::: Exercise data :::

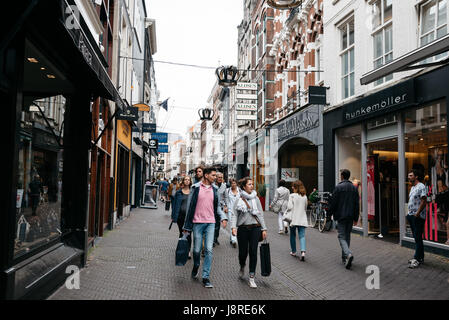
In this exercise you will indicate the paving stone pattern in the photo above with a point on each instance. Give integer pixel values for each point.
(136, 261)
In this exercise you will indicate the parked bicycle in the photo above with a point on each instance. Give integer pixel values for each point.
(319, 212)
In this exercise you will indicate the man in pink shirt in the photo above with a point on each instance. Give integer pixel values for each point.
(202, 213)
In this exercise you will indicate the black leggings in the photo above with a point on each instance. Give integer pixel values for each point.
(248, 238)
(180, 223)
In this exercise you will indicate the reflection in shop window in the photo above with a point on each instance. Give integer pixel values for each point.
(349, 157)
(426, 150)
(39, 183)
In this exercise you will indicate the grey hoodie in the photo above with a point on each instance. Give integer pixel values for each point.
(241, 215)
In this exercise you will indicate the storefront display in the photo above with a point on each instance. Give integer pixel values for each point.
(426, 150)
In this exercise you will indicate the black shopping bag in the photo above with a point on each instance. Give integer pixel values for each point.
(265, 259)
(182, 251)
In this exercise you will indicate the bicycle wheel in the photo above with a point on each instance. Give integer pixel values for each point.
(321, 220)
(313, 217)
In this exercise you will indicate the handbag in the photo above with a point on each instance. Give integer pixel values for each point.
(287, 217)
(265, 259)
(182, 250)
(255, 217)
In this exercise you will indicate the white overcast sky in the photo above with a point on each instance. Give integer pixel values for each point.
(201, 32)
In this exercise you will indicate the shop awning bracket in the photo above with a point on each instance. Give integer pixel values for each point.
(12, 33)
(105, 127)
(49, 125)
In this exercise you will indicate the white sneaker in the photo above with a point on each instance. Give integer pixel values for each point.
(242, 273)
(252, 283)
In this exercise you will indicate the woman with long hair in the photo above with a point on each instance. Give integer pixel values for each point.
(297, 204)
(248, 217)
(179, 206)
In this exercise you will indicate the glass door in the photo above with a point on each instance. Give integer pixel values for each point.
(383, 188)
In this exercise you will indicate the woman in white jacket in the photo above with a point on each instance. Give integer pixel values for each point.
(280, 202)
(297, 204)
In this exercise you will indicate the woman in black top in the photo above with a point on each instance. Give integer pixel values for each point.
(179, 207)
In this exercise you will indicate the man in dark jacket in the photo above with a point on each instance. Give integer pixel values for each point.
(345, 209)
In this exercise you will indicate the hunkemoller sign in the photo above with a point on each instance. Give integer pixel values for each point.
(387, 100)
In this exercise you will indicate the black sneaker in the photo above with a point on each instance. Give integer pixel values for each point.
(195, 272)
(349, 261)
(207, 284)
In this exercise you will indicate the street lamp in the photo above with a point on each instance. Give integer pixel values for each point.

:::

▶ **The request**
Exclude the pictures. Write out the remaining data exactly.

▶ **The answer**
In this exercise you will indicate the paving stone pattern in the photo above with a point on each instance. Give integer pixel values for each point.
(136, 261)
In this exercise you will indicate the parked bicycle in the photo above with a point on each instance. Give integer pixel values for each point.
(319, 212)
In this exercise you will indicate the man in pink shirt in the photo above with a point on each instance. Give integer pixel values for each point.
(202, 213)
In this exercise you will indicate the black leggings in the photo above with a point on each instance. Give integer pixel values for each point.
(248, 238)
(180, 223)
In this exercise you will indicate the reflection in shop window in the photo above with a point on each instance. Give integer pixel values for each point.
(349, 157)
(426, 150)
(39, 183)
In this exercise you will indicate the grey hoodie in the photo above with a point on each instance. Give integer pixel values for each point.
(241, 215)
In this exercise you will indicate the storefront display in the photo above with a point on each instance. Give integer pixel values for each point.
(426, 150)
In this exercise you will indicate the black shopping bag in the photo above with a point on each instance. Give integer pixel values for each point.
(265, 259)
(182, 251)
In this exercise you will indicate the bicycle wheel in the photo above with a point on each instance. Give integer pixel values for each point.
(321, 220)
(313, 217)
In this exercise you will indicate the handbag in the photo above with a point on each instance. Give integer pixel values for each point.
(287, 217)
(265, 259)
(182, 250)
(255, 217)
In this exercise you will indicate the white overcast sky in the photo above with a point on each instance. Give integer pixel values for each point.
(201, 32)
In this exercise you will indicate the shop awning bracket in the photo above with a point on each instance. Give integer pixel values for each point.
(12, 33)
(105, 127)
(49, 125)
In this exercise you will indicate the white sneaker in the photo above with a point on each instance. Give integer pixel values for each point.
(242, 273)
(252, 283)
In this exercise you will indicate the woman with long hair in the photo above with a point on each instance. Give integer pixel values for each point.
(297, 204)
(248, 217)
(179, 206)
In this exercise you will indicate the glass door in the photo above with a point on each instance. Give integer pixel values for each point.
(383, 188)
In this exercise you will indicate the woman in white jacket in the photo above with a point on each instance. Give integer pixel values for each point.
(280, 202)
(297, 204)
In this exercise you will indicate the woman in black top in the photo above with a point on each instance. Give integer pixel values for each point.
(179, 207)
In this exercise you will indicate the man in dark jacket in the photo above with a point on each instance. Give integer pixel values for each point.
(345, 209)
In this exercise you will indicate the hunkemoller sign in the photo above with a point on each instance. Give integer pixel values for each point.
(387, 100)
In this exercise you will indicate the black sneaker in the photo above with a point on each instance. Give integer pixel values for each point.
(195, 272)
(349, 261)
(207, 284)
In this exercise you will indicate the street lamp in the photo above with a point on each instance. Give integer pixel values for each point.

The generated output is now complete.